§ **Task goal**: Retype the full set of records. Keep every character identical.

§ **Provided entries**:
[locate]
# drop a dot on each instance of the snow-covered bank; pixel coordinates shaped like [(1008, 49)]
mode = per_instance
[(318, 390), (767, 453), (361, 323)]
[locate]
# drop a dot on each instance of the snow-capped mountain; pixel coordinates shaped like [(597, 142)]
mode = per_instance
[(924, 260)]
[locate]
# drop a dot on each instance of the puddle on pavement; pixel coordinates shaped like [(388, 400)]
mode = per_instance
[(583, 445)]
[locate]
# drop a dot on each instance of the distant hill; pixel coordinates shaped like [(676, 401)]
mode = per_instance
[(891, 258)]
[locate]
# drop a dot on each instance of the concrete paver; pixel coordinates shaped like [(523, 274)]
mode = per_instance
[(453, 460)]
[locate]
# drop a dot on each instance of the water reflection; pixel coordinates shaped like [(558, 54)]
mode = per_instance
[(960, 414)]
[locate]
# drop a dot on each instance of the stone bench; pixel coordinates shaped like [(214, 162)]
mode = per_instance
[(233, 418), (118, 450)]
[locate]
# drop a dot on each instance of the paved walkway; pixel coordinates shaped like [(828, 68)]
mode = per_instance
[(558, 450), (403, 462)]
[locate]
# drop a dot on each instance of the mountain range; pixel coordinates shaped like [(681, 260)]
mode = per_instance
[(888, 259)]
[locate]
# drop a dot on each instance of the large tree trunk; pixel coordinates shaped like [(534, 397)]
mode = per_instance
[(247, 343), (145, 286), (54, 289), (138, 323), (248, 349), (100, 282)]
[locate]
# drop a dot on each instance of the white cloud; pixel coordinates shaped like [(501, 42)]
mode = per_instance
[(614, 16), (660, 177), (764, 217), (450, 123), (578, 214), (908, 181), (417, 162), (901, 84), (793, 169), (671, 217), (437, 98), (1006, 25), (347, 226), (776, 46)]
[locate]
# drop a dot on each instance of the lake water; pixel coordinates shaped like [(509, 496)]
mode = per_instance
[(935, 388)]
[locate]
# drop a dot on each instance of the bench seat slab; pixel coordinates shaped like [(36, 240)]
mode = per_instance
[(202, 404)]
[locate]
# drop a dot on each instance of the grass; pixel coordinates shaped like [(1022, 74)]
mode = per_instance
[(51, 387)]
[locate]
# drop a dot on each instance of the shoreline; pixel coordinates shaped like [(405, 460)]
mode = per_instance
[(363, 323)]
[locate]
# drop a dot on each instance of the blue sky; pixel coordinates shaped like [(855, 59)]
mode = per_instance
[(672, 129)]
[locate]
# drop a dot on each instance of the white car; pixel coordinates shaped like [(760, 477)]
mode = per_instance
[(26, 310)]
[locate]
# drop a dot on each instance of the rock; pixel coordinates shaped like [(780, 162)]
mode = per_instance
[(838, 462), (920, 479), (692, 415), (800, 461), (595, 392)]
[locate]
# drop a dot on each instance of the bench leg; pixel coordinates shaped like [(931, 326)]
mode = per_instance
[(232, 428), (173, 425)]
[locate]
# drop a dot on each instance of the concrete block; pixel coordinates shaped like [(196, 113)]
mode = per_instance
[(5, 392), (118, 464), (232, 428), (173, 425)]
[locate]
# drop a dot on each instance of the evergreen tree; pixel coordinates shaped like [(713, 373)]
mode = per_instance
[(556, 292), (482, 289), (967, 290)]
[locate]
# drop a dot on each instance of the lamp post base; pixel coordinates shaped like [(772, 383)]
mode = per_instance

§ **Output for this task**:
[locate]
# drop a dot on each instance of the snow-covered bank; pixel coordinates shaped like [(1008, 49)]
mode = per_instance
[(318, 390), (767, 453), (361, 323)]
[locate]
# drop a dot on each instance of the snow-capped mountain; pixel coordinates shaped like [(597, 142)]
mode = per_instance
[(924, 260)]
[locate]
# drop a dot on each instance of the puddle on pavement; pixel coordinates shaped like [(388, 400)]
mode = per_instance
[(583, 445)]
[locate]
# drop a dot on each instance of the distant hill; pixel coordinates shaped like [(676, 401)]
mode = per_instance
[(891, 258)]
[locate]
# drop a dot on each instance of the concrete paver; pixel coordinates shaped like [(523, 274)]
mode = per_instance
[(453, 460)]
[locate]
# drop a dot on each instance of the water reflection; pixel coordinates shaped like [(558, 54)]
mode = per_instance
[(960, 414)]
[locate]
# drop a dot on each instance of the stone bench; pixel coordinates shaped like [(214, 162)]
mode = per_instance
[(233, 418), (118, 450)]
[locate]
# drop a dot on each instance of the paved walkway; pixel coordinates shaped like [(828, 68)]
mode = per_instance
[(558, 450), (403, 462)]
[locate]
# drop a dot on each instance of the mountain range; pixel coordinates shaped like [(681, 260)]
mode = per_instance
[(888, 259)]
[locate]
# drop a dot on each instance of the large tree trunk; pixel coordinates shaped like [(534, 397)]
mode = per_instance
[(247, 343), (145, 286), (54, 289), (138, 323), (248, 349), (100, 282)]
[locate]
# drop a dot on each instance of the white cloud; pixel coordinates shaped like [(501, 42)]
mode = per_instance
[(614, 16), (660, 177), (764, 217), (450, 123), (578, 214), (908, 181), (417, 162), (901, 84), (793, 169), (671, 217), (437, 98), (1006, 25), (347, 226), (776, 46)]
[locate]
# drop a dot on each instance of the lake water; pixel coordinates shaped like [(509, 496)]
mode = per_instance
[(935, 388)]
[locate]
# drop a dot on each instance of the bench seat slab; pixel coordinates shaped like [(36, 240)]
mode = per_instance
[(202, 404)]
[locate]
# drop a dot on each instance of the grass; pixel coordinates shaped like [(1022, 74)]
mode = per_instance
[(51, 387)]
[locate]
# drop a dot on each instance of the shoreline; pixel coordinates shaped like [(405, 460)]
mode = per_instance
[(363, 323)]
[locate]
# drop a dot on each instance of the blue sky; pixel coordinates shaped like [(855, 59)]
mode = per_instance
[(672, 129)]
[locate]
# drop a dot on each instance of the white car; pixel coordinates shaped like [(760, 477)]
mode = per_instance
[(26, 310)]
[locate]
# drop a dot on each instance of the rock; pixel coordinates shaped like [(780, 162)]
mode = per_instance
[(838, 462), (920, 479), (692, 415), (800, 461), (595, 392)]
[locate]
# drop a dot on each instance of the bench leg; pixel coordinates shaped like [(931, 326)]
mode = per_instance
[(232, 428), (173, 425)]
[locate]
# drop a dot on each instance of the concrete block; pixel coordinates shaped like [(196, 113)]
mode = per_instance
[(5, 392), (118, 464), (232, 428), (173, 425)]
[locate]
# drop a dot on each instance of the evergreen tree; pixel coordinates shaped like [(713, 373)]
mode = per_instance
[(556, 292), (482, 289), (967, 290)]
[locate]
# drop a dot on each instance of the lamp post base; pixel coordinates shaped like [(772, 383)]
mode = per_instance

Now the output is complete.